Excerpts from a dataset
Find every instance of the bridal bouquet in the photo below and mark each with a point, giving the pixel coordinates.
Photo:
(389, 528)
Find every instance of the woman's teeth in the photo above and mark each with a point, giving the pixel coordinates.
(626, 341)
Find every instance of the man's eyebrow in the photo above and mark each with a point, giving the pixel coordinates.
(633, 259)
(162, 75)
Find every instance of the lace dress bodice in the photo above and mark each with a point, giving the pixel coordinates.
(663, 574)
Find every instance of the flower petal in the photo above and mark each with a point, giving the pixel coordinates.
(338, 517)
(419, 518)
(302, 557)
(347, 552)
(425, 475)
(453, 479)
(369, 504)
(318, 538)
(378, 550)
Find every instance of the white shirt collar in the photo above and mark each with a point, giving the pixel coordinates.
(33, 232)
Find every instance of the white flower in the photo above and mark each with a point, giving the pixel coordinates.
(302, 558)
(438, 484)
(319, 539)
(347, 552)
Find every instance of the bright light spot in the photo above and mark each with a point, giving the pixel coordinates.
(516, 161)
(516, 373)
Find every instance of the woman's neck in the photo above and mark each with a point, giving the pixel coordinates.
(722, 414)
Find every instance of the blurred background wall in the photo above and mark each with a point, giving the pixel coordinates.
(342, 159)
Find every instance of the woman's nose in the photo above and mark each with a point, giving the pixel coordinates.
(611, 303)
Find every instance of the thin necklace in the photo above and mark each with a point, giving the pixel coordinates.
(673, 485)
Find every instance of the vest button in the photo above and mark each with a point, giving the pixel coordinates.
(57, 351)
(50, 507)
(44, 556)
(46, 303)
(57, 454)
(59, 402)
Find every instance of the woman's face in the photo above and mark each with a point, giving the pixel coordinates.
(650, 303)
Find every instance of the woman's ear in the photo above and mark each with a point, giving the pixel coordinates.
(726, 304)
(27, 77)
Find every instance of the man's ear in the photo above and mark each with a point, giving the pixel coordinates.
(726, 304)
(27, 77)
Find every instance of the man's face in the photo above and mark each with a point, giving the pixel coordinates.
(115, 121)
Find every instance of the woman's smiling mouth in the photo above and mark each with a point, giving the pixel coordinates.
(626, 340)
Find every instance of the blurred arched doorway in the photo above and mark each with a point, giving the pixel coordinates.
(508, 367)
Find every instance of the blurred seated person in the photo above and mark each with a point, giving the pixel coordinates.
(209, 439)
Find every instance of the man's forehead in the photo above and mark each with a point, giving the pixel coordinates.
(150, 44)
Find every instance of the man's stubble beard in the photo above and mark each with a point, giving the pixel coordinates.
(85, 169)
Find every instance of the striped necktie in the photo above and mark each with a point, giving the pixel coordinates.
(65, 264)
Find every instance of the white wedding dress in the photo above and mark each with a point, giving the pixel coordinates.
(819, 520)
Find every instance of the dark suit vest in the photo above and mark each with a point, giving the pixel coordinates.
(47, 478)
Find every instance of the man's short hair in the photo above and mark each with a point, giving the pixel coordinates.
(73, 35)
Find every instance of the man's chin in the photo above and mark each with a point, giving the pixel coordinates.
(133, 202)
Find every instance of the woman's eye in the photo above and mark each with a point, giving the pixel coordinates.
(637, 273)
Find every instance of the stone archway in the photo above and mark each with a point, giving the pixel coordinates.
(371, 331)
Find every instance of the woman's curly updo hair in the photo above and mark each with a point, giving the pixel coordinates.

Problem >> Each record must be reproduced exactly. Keep every one.

Answer to the problem >>
Find every instance of the bridal bouquet in the photo below and mark each with a point, giving the pixel coordinates.
Photo:
(389, 528)
Find every instance of the woman's teeth in the photo above and mark each with a point, giving the pixel coordinates.
(626, 341)
Find every instance of the man's eyebrow in the photo above and mark each with a point, giving the pixel coordinates.
(633, 259)
(162, 75)
Find every instance of the lace dress bodice in the photo above and mark each with a point, giving the pixel coordinates.
(663, 574)
Find every instance of the flower petal in the photo above and mark each with a point, giving the pixel coordinates.
(338, 517)
(419, 518)
(302, 557)
(347, 552)
(425, 475)
(453, 479)
(369, 504)
(318, 538)
(378, 550)
Find every instance of the white shirt collar in the photo above and mark each with a point, giving the pixel coordinates.
(33, 232)
Find every instance of the white flower in the photo above and mark each with a point, giving the pixel coordinates.
(302, 558)
(438, 484)
(319, 539)
(347, 552)
Find every instance of the bright light spot in the photo above and mark each with a point, giving the pixel coordinates.
(516, 161)
(516, 373)
Find every instance of the woman's neck in the photo above and mark each with a point, giving the pixel coordinates.
(722, 414)
Find every instance of the blurred background wall in the photo above and mark each with a point, giving the pixel coordinates.
(342, 159)
Find every instance of the woman's nose in the photo above and mark each with a point, giving the pixel coordinates.
(611, 303)
Find every instance of the thin necklace in the photo above and mark each with a point, giving the pixel coordinates.
(673, 485)
Find every instance of the vest button in the photo above and mark each with a point, giving the pixel coordinates.
(57, 351)
(50, 507)
(44, 556)
(46, 303)
(57, 454)
(59, 402)
Find every instance of the woman's face in the photo above and mark each with a point, giving the pixel coordinates.
(650, 303)
Find every instance of the woman's ear in the photo above and mark each with a point, giving the pixel coordinates.
(726, 304)
(27, 77)
Find every instance of the man's ear in the photo above and mark each with a point, giving the pixel coordinates.
(726, 304)
(27, 77)
Find every instance of the man's face in the photo above and mark each with a point, giving the pixel coordinates.
(115, 121)
Find every instance of the woman's smiling mouth in the photo above and mark each with a point, giving the pixel coordinates.
(626, 340)
Find every instance of the blurred arched doorway in the photo above and mark each with a point, giving the pixel coordinates.
(508, 367)
Find every instance of the blurred seated person in the photo above and mark each with a point, giving the pixel coordinates.
(209, 439)
Find every instance of the man's forehead in the photo above and mark each with a point, giving the pixel coordinates.
(150, 44)
Find every instance of the man's stubble beard in the photo above and mark each with a point, giving the pixel coordinates.
(85, 169)
Find every instance of the striped necktie in the photo above and mark each with a point, giving the pixel coordinates.
(65, 264)
Find every instance of the white wedding dress in the photo above and mark each with a point, giving the pixel coordinates.
(819, 520)
Find every instance of the dark suit vest in the photo above and mark each with a point, giving the pixel coordinates.
(47, 478)
Find every instance of the man's short hair in the photo above and mark each with a point, giving the pixel coordinates.
(73, 35)
Find every instance of the man's chin in the photo above and mark each with a point, giving the pixel coordinates.
(133, 202)
Find every instance of the woman's eye in the photo above and mark each with a point, giving the pixel coordinates.
(637, 273)
Find every instance of the stone archway in the photo above and mark each with a point, giving the pixel coordinates.
(371, 331)
Find every instance of the woman's curly updo hair in the photo above and mark each with a point, giving the pixel coordinates.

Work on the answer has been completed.